• Pasaje:

/---

Estábamos unos cuantos apurando el café y entonces se menciona como de pasada la última noticia de prensa. Un nombre conocido, una conducta, el escándalo en boca de todos. Empieza la lluvia de opiniones. "Estaba claro que nada bueno se podía esperar de una persona con su historial", sentencio yo misma como remate final. Lo hago, pienso poco después a solas, haciendo gala de mucha menos elegancia que la que demostró María del Monte hace unos días a la salida del Juzgado de Instrucción número 16 de Sevilla, tras declarar en el proceso de investigación por robo en su vivienda, y por el que han ingresado en prisión preventiva su sobrino y cinco personas más ("No tenemos que hacer nada más, hemos confiado, seguimos confiando y vamos a confiar siempre en el sistema judicial de nuestro país", dijo, para ser exactos).

\---

• Problema planteado 1: Según el pasaje, ¿en qué juzgado declaró María del Monte?
• Problema planteado 2: Pasa a un CSV de dos columnas, entrada y salida, las filas de datos desde la línea que contiene "Put a point on every instance of the banana" hasta la que contiene "[(540, 836), (650, 705), (461, 121), (581, 102)]", ambas incluidas. Cada fila lleva su texto y su respuesta, cada uno en un único campo entre comillas y con los saltos de línea convertidos en espacios.

• Filas de datos:
/---

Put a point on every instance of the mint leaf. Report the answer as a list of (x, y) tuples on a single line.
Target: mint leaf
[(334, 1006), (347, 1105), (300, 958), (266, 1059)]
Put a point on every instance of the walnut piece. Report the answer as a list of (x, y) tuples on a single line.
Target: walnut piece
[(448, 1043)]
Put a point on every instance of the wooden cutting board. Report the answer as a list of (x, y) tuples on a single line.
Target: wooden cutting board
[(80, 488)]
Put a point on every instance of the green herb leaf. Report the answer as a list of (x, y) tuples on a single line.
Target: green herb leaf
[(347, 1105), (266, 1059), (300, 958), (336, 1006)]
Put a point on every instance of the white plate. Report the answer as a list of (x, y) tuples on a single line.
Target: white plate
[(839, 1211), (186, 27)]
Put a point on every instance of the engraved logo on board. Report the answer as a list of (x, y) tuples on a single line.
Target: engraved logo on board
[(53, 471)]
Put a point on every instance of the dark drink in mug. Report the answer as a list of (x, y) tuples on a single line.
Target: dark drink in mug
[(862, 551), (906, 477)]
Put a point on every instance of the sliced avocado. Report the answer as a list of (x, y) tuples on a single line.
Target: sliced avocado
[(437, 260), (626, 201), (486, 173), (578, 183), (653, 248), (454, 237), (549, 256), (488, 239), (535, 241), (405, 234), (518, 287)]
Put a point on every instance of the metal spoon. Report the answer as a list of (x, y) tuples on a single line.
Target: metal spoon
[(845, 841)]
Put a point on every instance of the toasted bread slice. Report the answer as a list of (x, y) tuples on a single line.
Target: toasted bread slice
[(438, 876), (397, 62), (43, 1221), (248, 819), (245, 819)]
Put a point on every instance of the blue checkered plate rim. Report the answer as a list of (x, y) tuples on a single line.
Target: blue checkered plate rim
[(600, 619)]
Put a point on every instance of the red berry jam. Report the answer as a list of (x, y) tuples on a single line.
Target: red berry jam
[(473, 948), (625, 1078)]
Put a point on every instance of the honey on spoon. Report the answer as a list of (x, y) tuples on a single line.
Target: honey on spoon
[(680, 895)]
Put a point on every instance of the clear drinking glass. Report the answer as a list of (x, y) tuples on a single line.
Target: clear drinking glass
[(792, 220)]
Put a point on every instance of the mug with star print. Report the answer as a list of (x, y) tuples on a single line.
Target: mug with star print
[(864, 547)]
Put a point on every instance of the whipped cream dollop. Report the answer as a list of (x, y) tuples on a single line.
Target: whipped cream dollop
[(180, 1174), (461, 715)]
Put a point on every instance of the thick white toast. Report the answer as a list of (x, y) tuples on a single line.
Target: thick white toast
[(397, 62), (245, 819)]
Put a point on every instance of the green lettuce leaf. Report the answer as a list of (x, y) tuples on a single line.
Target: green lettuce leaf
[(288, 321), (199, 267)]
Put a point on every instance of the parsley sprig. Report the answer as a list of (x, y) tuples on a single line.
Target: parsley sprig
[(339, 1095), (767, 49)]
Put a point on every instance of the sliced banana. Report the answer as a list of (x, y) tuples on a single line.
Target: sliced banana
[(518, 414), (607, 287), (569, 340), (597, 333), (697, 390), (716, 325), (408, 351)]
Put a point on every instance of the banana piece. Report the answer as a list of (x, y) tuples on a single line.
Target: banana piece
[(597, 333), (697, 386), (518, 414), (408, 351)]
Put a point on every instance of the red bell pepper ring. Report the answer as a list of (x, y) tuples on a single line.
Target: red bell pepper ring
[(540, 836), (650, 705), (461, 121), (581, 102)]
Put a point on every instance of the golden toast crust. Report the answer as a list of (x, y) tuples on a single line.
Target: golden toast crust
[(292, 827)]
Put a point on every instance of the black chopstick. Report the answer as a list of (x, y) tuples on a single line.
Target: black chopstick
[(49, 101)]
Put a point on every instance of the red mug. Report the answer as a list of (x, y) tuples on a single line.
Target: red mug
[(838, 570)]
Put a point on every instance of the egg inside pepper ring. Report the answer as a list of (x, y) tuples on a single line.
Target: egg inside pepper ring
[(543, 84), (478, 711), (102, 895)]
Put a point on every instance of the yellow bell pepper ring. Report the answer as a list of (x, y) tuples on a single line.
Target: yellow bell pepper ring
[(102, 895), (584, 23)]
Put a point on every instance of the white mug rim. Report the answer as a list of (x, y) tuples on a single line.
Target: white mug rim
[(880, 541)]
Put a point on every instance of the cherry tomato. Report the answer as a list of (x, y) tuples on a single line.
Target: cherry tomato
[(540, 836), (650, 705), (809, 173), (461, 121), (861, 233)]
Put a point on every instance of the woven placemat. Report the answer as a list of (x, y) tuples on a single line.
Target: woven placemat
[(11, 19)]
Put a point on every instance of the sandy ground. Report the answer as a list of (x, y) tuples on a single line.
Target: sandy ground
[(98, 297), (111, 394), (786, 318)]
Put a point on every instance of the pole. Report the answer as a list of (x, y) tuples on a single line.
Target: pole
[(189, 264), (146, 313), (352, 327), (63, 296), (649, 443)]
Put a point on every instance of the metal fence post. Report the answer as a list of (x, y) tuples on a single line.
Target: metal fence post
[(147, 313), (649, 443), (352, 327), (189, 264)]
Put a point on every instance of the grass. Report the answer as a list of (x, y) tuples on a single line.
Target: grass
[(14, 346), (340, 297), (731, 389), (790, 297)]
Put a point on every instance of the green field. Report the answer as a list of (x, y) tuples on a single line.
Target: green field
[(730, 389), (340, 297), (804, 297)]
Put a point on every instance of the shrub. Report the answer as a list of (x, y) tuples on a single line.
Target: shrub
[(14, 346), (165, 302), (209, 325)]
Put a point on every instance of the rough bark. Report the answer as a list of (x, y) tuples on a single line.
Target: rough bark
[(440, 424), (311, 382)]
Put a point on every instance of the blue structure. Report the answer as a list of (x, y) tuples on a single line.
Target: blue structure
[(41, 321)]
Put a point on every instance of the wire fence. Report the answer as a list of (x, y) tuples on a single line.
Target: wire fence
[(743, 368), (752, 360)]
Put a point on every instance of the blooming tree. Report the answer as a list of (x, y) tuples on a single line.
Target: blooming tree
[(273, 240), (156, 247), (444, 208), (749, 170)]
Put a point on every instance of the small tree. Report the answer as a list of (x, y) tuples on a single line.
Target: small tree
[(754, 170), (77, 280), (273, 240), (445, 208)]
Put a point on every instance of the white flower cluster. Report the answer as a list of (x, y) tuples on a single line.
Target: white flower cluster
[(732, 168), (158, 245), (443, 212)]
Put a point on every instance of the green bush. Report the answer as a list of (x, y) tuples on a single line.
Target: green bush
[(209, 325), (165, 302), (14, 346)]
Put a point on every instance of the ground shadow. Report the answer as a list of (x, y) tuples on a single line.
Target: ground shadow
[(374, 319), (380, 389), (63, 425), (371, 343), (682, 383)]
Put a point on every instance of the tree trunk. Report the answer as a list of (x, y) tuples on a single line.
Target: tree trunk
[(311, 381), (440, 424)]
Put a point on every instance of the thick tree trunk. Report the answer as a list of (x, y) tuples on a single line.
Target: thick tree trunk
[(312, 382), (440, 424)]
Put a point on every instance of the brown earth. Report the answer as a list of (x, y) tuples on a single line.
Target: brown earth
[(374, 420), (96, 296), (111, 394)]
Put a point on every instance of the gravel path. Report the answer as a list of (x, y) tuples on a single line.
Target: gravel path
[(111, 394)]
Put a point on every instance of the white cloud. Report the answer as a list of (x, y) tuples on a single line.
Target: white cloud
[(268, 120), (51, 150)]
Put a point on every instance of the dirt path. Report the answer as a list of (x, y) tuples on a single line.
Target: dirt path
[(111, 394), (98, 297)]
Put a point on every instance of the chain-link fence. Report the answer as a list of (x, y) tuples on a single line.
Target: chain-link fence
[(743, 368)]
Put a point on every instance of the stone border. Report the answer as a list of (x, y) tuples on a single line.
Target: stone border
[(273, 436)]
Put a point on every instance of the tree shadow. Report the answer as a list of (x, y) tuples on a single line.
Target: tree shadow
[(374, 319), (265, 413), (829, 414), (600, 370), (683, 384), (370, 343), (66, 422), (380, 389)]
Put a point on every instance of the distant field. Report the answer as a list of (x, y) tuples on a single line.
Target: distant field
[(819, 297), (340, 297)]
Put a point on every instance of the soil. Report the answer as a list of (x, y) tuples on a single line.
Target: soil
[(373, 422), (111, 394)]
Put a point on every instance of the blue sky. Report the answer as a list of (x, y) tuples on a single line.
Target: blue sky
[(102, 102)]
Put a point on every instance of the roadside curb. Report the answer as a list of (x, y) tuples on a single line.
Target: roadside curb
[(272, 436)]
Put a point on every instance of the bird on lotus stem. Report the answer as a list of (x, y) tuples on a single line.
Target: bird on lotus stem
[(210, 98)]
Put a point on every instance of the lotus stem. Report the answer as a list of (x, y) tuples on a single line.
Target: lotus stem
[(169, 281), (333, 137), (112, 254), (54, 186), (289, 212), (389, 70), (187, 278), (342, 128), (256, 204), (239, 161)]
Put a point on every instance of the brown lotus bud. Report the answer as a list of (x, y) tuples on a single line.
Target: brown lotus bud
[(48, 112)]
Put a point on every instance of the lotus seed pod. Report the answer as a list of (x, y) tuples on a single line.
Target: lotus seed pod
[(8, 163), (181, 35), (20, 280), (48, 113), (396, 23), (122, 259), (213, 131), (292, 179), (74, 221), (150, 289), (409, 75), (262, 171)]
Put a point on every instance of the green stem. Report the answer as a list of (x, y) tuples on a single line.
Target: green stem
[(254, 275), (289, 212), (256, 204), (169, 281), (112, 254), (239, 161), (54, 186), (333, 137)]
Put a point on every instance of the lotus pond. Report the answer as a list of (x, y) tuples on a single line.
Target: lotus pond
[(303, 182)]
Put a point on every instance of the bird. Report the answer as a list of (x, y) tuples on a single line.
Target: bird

\---

• Respuesta escrita 1: En el Juzgado de Instrucción número 16 de Sevilla.

• Respuesta escrita 2:
entrada,salida
"Put a point on every instance of the banana piece. Report the answer as a list of (x, y) tuples on a single line. Target: banana piece","[(597, 333), (697, 386), (518, 414), (408, 351)]"
"Put a point on every instance of the red bell pepper ring. Report the answer as a list of (x, y) tuples on a single line. Target: red bell pepper ring","[(540, 836), (650, 705), (461, 121), (581, 102)]"